- CGF code: SCO
- CGA: Scotland at the Commonwealth Games
- Website: www.teamscotland.scot

in Sydney, Australia
- Medals Ranked 8th: Gold 0 Silver 2 Bronze 3 Total 5

British Empire Games appearances
- 1930; 1934; 1938; 1950; 1954; 1958; 1962; 1966; 1970; 1974; 1978; 1982; 1986; 1990; 1994; 1998; 2002; 2006; 2010; 2014; 2018; 2022; 2026; 2030;

= Scotland at the 1938 British Empire Games =

Scotland at the 1938 British Empire Games (abbreviated SCO) was the third time that the nation had participated at the Games following the appearances in 1930 and 1934.

The Games were held in Sydney, Australia from 5 to 12 February 1938 and Scotland came 8th overall in the games with two silver medals and three bronze medals.

LISTING ->
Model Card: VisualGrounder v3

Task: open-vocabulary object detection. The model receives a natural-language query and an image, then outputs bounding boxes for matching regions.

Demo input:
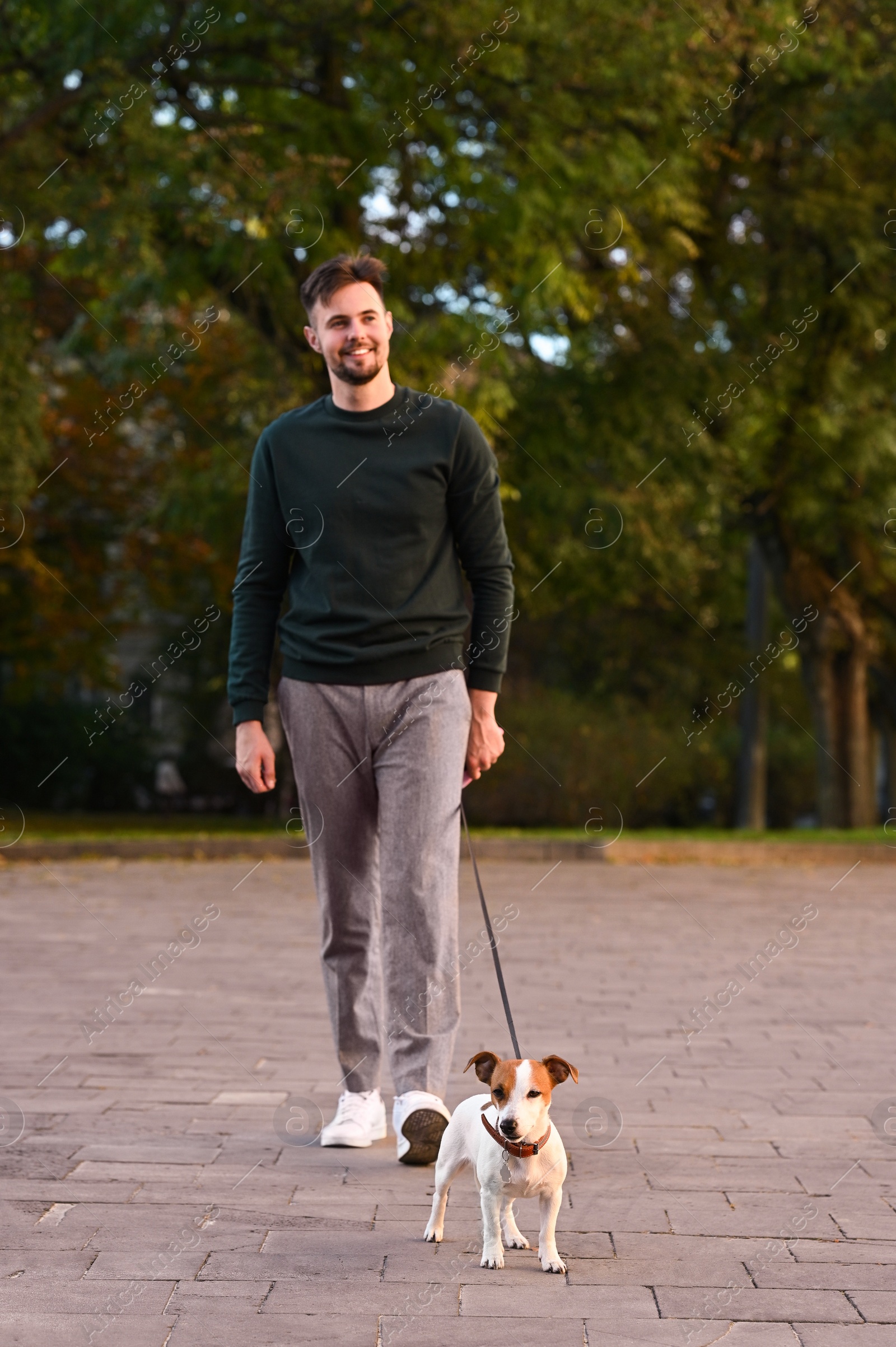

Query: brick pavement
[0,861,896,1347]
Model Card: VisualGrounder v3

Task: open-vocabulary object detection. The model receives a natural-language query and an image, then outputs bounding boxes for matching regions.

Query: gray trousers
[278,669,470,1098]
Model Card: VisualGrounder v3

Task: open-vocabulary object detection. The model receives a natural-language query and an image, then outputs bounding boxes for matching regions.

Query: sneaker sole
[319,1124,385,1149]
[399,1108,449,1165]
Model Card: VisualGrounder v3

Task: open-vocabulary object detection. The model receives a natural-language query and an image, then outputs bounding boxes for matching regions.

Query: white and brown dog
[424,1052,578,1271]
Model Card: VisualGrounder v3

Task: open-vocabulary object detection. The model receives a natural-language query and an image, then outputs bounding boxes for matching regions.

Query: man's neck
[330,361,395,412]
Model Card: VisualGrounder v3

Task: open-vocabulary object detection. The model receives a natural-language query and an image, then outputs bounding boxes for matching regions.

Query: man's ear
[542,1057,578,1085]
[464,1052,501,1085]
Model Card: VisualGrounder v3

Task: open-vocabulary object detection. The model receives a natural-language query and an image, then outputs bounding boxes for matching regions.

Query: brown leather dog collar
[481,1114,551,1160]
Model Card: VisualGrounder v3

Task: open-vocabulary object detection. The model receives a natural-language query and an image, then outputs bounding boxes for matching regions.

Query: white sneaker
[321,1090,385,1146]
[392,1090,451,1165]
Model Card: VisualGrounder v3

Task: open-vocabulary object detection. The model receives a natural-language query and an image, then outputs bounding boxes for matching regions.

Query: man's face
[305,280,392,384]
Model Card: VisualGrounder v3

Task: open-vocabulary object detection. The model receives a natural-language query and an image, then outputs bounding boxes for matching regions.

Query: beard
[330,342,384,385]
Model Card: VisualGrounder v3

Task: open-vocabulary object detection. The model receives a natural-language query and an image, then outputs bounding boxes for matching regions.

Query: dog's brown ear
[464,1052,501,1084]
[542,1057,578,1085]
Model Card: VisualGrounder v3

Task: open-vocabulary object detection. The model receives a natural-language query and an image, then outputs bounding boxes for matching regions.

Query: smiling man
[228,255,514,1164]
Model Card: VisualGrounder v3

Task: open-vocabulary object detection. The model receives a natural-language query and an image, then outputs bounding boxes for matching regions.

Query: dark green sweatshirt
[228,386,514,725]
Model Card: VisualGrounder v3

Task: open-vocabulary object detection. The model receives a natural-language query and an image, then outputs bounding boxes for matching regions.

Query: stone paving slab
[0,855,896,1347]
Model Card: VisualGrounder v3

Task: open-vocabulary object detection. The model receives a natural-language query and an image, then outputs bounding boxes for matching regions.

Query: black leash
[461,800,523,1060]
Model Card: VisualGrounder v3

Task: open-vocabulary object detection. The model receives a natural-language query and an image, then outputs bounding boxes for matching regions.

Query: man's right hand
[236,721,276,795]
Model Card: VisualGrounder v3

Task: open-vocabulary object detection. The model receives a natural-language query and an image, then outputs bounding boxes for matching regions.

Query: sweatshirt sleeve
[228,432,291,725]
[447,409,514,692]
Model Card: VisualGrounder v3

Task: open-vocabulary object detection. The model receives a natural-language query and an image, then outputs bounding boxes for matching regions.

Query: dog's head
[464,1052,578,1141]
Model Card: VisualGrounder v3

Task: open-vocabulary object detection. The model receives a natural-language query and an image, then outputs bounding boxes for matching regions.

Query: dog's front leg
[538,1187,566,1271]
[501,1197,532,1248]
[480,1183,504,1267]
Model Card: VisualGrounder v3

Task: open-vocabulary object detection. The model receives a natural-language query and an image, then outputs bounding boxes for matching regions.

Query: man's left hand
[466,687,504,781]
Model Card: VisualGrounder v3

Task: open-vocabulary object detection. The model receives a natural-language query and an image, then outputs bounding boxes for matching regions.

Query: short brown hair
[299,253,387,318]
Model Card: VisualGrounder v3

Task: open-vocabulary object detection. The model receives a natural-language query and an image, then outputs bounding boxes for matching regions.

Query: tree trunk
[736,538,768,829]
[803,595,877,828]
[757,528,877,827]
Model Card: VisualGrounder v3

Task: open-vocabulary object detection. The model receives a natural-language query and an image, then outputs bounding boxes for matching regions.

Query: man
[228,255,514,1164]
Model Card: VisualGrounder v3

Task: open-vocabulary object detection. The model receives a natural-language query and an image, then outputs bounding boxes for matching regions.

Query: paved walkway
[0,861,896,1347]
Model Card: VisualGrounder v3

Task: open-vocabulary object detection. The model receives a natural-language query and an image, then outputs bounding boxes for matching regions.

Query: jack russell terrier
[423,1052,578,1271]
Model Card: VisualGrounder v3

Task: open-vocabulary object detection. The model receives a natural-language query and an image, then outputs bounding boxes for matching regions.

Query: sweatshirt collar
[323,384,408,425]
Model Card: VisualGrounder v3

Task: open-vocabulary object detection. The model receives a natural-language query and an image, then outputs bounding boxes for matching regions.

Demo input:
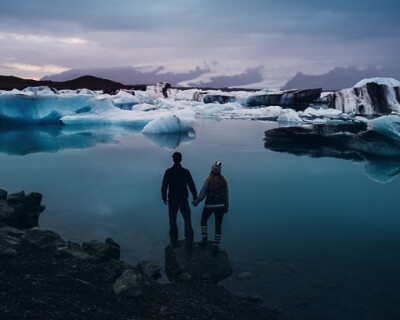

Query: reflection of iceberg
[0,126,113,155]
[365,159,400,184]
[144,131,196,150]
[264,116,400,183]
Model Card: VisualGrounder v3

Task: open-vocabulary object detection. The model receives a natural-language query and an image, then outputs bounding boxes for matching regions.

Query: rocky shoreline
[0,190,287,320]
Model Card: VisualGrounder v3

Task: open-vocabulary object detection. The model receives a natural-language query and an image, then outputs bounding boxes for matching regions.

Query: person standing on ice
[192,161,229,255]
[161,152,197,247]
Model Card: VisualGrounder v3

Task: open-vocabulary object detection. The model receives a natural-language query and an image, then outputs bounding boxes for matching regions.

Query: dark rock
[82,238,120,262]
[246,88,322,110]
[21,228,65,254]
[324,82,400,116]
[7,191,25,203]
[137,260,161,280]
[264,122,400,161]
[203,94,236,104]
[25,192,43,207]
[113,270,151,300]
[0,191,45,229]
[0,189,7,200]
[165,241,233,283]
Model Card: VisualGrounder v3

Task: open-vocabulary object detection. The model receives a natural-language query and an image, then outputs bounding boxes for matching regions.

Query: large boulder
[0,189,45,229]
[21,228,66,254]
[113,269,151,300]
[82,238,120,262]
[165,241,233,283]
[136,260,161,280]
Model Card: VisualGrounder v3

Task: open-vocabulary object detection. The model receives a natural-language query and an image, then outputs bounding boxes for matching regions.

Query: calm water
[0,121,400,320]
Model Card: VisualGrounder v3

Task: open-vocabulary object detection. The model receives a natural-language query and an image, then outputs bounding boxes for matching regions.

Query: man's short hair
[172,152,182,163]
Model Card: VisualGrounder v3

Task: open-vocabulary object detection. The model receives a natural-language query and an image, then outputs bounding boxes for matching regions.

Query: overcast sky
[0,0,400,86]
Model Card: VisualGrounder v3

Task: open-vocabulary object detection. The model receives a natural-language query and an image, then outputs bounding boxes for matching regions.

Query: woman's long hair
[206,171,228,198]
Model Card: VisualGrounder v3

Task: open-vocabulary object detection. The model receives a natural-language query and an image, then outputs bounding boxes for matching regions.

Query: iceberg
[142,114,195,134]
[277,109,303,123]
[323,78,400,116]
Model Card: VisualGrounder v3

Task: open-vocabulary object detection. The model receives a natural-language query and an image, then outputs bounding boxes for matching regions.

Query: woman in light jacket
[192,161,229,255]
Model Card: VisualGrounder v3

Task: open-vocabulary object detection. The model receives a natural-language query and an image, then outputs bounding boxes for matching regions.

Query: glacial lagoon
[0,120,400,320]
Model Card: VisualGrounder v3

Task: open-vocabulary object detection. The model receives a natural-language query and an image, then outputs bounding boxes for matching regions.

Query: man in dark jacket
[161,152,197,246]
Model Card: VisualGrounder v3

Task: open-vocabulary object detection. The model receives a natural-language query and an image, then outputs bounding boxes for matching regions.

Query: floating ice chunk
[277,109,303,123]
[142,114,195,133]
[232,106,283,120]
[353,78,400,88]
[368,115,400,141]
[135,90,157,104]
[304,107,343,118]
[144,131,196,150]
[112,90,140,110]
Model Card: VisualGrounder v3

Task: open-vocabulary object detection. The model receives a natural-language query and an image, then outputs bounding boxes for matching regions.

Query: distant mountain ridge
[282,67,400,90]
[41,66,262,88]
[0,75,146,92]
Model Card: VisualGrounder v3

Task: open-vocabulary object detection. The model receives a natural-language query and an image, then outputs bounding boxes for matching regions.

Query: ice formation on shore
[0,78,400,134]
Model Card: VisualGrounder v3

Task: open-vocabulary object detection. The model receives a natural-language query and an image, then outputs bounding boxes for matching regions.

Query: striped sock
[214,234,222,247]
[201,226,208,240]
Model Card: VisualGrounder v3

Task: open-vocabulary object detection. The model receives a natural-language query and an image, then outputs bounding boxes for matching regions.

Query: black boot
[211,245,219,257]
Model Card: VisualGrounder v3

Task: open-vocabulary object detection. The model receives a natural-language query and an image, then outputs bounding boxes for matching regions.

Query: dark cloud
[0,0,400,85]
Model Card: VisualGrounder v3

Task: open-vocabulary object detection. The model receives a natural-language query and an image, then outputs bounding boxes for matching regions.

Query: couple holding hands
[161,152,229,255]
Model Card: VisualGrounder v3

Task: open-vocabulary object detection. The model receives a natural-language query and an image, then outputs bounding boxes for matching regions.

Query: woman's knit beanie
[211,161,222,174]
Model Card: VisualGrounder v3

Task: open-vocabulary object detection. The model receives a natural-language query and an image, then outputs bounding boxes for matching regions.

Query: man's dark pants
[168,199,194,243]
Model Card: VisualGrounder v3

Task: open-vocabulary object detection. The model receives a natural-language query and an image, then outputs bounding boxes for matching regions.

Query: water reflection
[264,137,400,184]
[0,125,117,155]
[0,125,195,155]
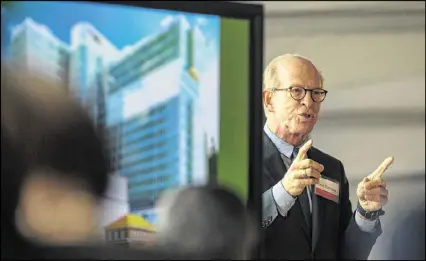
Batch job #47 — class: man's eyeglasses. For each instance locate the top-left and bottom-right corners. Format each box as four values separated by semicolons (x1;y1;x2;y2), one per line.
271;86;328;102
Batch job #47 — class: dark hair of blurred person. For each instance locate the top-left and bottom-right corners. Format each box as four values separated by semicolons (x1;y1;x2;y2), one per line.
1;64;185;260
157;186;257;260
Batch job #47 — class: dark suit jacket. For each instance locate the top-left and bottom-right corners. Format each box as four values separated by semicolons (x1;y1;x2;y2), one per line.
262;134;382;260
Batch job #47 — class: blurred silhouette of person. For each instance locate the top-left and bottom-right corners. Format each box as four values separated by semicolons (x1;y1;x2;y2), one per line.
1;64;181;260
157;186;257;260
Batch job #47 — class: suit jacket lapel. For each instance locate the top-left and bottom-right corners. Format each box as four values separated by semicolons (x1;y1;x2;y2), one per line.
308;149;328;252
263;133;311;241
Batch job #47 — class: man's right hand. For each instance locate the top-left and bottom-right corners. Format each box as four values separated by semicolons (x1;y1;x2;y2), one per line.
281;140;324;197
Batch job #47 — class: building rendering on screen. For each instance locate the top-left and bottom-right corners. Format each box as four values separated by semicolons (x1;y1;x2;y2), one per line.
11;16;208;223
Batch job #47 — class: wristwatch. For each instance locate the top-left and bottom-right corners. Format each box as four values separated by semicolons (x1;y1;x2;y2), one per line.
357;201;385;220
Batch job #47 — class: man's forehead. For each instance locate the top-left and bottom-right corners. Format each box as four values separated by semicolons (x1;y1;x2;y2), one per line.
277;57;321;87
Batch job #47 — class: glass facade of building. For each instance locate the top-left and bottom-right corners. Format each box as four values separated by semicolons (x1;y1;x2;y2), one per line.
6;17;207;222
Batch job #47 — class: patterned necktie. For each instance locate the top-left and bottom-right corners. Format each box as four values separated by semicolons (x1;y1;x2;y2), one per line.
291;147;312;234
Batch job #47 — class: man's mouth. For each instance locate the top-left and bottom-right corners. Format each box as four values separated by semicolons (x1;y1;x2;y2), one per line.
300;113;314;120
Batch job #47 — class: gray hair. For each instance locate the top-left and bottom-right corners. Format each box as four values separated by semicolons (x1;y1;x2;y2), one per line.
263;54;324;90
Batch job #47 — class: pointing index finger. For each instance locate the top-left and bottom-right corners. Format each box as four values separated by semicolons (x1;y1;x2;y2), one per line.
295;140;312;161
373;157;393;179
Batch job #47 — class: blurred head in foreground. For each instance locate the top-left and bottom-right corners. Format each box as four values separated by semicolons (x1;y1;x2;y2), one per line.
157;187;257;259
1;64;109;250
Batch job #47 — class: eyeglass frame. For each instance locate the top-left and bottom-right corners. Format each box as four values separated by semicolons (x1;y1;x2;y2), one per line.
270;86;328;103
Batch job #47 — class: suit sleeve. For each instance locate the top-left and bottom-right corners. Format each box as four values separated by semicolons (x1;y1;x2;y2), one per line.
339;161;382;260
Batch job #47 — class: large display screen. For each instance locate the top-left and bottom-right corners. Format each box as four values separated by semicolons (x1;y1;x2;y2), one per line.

WRITTEN REQUEST -> Print the passage of the text on Scotland at the 1938 British Empire Games from "British Empire Games appearances" to "1930 and 1934.", keeping every word unchanged.

TASK SOLUTION ->
British Empire Games appearances
- 1930; 1934; 1938; 1950; 1954; 1958; 1962; 1966; 1970; 1974; 1978; 1982; 1986; 1990; 1994; 1998; 2002; 2006; 2010; 2014; 2018; 2022; 2026; 2030;

= Scotland at the 1938 British Empire Games =

Scotland at the 1938 British Empire Games (abbreviated SCO) was the third time that the nation had participated at the Games following the appearances in 1930 and 1934.